Point-per-instance localization data:
┄┄┄┄┄┄┄┄┄┄
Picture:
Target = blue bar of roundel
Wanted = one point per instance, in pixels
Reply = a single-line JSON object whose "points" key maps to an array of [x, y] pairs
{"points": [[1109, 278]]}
┄┄┄┄┄┄┄┄┄┄
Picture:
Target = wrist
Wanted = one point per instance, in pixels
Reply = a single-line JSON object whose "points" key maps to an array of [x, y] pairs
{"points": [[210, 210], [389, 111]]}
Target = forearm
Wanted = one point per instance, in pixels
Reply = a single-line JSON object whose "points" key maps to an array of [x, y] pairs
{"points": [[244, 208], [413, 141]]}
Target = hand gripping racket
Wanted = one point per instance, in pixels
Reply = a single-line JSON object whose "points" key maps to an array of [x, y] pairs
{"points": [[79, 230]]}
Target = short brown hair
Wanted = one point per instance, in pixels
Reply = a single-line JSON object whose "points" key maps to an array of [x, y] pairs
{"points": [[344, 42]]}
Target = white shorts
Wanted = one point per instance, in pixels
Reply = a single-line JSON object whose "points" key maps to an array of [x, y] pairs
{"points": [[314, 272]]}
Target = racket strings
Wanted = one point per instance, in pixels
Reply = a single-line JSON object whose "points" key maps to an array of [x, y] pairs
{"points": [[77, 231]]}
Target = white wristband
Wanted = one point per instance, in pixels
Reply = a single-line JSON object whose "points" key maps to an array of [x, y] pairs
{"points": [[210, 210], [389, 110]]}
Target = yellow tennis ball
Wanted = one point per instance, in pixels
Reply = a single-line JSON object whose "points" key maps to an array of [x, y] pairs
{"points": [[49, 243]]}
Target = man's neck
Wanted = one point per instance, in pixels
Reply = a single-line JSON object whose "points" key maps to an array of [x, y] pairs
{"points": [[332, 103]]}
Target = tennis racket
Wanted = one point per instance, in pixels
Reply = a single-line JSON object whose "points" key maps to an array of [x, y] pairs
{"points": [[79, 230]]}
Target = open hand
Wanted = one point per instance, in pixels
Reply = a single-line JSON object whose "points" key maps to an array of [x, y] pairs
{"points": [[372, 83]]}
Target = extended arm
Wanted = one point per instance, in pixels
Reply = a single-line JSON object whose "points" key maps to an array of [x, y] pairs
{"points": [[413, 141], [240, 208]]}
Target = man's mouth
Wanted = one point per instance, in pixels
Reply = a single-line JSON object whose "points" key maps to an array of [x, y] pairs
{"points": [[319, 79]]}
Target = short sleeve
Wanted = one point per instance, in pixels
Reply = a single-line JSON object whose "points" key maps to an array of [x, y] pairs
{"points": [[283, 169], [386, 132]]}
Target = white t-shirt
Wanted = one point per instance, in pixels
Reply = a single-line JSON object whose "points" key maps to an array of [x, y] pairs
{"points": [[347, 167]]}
┄┄┄┄┄┄┄┄┄┄
» **The task**
Consider the string "racket". State how many lines of the data contain it, giving the number alone.

» **Answer area**
3